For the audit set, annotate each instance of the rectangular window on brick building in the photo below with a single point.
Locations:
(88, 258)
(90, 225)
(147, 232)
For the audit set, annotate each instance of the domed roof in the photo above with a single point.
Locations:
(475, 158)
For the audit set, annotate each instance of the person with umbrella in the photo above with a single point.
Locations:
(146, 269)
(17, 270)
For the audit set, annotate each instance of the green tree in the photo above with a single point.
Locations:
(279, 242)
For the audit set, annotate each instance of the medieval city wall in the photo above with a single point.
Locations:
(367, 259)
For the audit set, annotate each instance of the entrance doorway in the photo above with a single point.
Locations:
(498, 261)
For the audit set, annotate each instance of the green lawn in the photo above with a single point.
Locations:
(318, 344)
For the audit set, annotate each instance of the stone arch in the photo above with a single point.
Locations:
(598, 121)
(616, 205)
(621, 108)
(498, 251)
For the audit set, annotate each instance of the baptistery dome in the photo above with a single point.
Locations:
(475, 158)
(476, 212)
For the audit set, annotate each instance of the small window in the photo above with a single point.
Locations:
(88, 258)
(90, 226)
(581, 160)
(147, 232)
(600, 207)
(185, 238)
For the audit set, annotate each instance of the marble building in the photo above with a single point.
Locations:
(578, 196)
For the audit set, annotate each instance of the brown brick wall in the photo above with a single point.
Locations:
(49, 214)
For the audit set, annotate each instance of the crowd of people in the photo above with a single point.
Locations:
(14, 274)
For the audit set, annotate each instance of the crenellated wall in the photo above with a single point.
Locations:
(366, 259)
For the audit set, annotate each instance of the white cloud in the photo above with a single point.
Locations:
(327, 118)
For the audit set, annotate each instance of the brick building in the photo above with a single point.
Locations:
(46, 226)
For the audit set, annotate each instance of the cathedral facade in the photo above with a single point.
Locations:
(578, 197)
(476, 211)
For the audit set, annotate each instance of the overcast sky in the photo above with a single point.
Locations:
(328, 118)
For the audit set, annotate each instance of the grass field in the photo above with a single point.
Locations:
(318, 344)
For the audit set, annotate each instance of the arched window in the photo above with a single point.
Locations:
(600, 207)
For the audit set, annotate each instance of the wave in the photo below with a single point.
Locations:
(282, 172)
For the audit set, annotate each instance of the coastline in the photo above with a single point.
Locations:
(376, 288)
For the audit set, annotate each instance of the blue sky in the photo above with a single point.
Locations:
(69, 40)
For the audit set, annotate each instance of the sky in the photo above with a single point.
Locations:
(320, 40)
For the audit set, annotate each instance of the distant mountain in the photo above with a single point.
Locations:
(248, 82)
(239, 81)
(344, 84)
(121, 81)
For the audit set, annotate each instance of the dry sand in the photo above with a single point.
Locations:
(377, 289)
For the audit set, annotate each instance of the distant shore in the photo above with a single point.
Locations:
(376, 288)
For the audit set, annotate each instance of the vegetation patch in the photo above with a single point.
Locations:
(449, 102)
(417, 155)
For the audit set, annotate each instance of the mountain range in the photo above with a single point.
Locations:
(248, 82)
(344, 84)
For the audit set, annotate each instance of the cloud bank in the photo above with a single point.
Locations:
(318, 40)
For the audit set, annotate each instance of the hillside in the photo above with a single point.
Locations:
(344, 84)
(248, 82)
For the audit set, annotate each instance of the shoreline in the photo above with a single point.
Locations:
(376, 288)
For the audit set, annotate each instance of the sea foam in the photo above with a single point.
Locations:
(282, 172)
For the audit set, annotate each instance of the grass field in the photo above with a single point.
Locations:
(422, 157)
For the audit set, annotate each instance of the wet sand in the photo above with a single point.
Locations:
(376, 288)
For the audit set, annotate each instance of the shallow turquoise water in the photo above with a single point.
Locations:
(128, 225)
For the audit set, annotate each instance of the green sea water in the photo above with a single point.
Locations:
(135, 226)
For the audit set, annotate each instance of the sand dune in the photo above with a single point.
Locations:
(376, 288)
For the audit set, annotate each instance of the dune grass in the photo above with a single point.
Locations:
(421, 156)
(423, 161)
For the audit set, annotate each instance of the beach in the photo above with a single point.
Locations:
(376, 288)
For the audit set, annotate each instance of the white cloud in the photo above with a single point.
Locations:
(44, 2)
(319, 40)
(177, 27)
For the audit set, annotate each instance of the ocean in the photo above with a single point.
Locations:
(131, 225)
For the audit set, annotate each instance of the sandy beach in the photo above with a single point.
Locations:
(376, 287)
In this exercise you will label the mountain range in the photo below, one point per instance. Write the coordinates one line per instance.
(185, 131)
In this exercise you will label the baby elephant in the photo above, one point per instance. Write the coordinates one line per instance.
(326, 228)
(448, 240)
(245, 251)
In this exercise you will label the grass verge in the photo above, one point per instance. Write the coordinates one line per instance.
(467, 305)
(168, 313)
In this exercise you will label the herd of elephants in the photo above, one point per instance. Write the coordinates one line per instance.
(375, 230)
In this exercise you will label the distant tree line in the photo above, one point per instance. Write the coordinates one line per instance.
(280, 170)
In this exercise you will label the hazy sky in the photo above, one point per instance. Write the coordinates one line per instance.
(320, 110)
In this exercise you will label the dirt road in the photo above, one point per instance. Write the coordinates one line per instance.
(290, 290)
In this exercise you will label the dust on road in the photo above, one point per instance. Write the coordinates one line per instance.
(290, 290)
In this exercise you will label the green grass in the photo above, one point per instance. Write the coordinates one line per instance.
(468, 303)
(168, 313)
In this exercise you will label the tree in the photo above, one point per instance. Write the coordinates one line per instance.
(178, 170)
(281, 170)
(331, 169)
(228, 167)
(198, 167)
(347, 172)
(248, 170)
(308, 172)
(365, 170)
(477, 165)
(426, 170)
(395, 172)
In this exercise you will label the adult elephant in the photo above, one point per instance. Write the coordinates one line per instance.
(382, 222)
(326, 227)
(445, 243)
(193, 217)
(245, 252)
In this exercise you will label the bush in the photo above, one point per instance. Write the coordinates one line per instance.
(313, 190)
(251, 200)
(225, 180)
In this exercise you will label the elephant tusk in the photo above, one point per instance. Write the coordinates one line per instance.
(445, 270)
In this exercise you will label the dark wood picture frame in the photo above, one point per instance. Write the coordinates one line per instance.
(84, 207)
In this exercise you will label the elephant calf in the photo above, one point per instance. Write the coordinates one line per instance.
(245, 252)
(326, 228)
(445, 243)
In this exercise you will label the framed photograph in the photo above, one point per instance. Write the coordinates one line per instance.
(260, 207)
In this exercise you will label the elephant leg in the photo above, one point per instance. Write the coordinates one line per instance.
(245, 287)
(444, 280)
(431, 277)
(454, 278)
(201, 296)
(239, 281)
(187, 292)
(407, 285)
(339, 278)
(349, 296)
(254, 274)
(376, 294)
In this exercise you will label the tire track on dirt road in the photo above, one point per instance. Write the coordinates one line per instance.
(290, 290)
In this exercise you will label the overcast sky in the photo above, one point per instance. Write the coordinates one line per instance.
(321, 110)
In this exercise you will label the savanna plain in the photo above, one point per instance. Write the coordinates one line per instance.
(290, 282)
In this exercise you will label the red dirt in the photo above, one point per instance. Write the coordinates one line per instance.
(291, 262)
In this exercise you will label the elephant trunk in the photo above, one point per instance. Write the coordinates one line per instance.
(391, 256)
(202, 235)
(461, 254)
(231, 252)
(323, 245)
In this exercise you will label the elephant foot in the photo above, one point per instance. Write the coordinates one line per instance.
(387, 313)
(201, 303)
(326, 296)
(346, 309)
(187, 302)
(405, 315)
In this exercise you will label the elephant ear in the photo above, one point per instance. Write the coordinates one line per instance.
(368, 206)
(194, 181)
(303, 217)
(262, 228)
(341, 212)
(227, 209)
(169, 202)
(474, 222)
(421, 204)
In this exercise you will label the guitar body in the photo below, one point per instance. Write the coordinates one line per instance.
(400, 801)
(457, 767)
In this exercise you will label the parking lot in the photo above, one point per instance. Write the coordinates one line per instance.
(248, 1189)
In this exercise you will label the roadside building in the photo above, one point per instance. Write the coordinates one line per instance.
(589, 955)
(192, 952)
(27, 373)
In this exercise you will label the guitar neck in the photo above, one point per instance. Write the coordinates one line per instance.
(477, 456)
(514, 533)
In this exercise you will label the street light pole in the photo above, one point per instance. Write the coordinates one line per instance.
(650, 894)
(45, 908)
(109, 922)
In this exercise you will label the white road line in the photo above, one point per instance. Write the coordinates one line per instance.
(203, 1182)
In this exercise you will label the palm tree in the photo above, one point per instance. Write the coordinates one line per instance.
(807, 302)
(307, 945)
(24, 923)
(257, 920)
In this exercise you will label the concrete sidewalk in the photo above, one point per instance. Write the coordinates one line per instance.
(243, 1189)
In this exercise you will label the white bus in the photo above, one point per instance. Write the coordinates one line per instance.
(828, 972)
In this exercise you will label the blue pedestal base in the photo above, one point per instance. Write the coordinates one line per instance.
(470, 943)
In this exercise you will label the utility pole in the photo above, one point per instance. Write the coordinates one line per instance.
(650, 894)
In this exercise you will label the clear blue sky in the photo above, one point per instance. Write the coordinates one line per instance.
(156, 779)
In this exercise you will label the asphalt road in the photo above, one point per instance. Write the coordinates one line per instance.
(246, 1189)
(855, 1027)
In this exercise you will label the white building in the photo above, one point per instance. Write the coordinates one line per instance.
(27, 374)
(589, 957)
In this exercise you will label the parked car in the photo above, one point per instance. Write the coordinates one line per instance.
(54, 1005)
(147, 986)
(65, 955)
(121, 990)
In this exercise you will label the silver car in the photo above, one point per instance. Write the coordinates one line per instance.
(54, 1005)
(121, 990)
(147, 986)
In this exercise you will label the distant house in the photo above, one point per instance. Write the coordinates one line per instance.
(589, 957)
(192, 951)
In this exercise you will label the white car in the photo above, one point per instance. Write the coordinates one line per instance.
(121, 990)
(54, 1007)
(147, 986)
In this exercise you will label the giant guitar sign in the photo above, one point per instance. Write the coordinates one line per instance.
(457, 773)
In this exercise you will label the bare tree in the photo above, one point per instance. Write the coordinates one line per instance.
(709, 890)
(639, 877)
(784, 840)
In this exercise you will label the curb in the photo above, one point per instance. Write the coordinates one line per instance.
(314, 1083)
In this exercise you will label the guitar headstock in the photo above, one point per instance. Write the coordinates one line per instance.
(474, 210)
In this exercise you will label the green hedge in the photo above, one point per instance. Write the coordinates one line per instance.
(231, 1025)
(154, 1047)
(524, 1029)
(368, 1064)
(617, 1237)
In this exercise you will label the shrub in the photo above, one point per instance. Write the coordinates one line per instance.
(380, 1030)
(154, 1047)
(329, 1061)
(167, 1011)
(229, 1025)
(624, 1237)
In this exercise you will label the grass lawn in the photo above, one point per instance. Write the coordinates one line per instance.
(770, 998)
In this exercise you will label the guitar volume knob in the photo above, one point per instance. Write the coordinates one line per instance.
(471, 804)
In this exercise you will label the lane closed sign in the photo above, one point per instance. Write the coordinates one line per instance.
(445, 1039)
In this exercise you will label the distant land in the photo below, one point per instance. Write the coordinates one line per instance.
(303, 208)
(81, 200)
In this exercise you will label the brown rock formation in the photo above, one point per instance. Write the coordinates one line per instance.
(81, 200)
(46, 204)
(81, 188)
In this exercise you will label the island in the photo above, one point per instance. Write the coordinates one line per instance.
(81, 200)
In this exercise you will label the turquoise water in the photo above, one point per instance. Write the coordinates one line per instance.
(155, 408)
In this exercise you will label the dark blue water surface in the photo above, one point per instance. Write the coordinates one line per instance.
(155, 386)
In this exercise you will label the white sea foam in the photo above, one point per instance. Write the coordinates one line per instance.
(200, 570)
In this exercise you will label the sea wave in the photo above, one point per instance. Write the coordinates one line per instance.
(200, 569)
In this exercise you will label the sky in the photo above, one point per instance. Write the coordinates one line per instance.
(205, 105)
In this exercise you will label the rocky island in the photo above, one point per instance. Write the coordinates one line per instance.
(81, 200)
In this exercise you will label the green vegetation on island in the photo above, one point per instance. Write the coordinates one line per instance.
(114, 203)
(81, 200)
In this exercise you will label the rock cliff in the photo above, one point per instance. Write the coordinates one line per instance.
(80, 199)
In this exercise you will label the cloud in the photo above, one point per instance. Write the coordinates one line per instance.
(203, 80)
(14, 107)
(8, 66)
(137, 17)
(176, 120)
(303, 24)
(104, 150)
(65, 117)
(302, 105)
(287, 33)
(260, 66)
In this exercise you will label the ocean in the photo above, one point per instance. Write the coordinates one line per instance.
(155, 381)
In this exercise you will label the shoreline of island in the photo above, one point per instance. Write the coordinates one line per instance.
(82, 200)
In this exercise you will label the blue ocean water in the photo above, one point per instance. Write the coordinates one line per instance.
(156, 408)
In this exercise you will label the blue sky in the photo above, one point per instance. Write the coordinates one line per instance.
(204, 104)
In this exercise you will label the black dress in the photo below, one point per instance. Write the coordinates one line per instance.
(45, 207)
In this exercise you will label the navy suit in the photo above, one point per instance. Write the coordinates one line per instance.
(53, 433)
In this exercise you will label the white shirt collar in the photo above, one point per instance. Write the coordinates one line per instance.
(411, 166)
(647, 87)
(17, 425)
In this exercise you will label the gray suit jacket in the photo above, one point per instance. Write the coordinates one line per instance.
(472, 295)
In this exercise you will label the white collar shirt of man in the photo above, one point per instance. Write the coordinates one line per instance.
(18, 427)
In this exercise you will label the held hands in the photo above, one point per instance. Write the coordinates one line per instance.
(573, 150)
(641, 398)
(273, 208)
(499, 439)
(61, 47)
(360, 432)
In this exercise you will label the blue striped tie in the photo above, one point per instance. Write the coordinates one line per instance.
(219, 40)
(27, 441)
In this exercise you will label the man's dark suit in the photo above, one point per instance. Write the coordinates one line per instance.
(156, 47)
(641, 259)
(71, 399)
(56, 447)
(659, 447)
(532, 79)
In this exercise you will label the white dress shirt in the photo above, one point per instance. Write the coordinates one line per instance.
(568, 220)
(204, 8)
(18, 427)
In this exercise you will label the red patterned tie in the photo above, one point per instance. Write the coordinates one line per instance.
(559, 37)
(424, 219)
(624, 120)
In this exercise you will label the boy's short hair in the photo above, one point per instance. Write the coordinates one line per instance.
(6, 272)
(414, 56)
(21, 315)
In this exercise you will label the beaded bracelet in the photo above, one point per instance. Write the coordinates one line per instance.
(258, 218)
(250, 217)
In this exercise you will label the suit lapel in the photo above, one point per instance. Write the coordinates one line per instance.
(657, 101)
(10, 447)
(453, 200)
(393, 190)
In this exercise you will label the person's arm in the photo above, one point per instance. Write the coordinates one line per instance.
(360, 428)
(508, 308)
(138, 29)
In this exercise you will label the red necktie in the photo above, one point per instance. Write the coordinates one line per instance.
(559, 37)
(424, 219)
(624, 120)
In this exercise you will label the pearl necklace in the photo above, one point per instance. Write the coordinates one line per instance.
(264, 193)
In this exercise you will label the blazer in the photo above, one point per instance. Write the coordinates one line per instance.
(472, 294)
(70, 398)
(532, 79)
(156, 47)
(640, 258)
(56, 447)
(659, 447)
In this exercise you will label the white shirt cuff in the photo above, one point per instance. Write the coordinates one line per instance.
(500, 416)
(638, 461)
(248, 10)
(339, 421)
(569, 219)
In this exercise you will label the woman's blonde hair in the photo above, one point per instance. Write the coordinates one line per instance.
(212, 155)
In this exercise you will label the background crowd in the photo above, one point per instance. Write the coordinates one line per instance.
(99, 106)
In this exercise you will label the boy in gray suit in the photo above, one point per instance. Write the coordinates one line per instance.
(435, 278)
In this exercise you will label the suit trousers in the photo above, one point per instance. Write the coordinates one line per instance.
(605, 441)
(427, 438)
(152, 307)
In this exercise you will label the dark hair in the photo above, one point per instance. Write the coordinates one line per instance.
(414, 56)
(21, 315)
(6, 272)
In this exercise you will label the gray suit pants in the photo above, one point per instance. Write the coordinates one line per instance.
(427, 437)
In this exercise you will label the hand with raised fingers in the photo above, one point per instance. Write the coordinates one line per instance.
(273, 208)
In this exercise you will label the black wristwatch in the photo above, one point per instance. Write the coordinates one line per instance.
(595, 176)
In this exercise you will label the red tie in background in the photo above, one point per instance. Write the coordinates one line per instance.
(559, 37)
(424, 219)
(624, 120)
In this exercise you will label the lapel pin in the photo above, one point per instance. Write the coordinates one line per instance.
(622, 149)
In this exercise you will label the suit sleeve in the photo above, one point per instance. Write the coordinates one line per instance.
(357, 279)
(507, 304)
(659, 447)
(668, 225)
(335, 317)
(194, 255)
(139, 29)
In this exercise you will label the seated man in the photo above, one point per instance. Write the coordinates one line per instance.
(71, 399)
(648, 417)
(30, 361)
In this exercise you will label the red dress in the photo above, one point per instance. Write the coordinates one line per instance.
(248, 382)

### Written request
Give back, unchanged, every line from the one with "In this exercise you will label the lapel" to the end of the entries above.

### Output for this task
In this exercise you will label the lapel pin in the photo above, one point per instance. Write the coordinates one line per instance.
(622, 149)
In this exercise you will label the suit sleeve in the photo above, one point per instance. Write the coordinates one line per instance.
(357, 279)
(507, 304)
(659, 447)
(668, 225)
(335, 317)
(194, 255)
(139, 29)
In this exercise you will label the seated man in the photo above, one point per instance. Write the coordinates one line per instance.
(71, 399)
(648, 417)
(30, 361)
In this exercise you will label the red dress in the photo above, one point per instance. Write the coordinates one line per instance.
(248, 382)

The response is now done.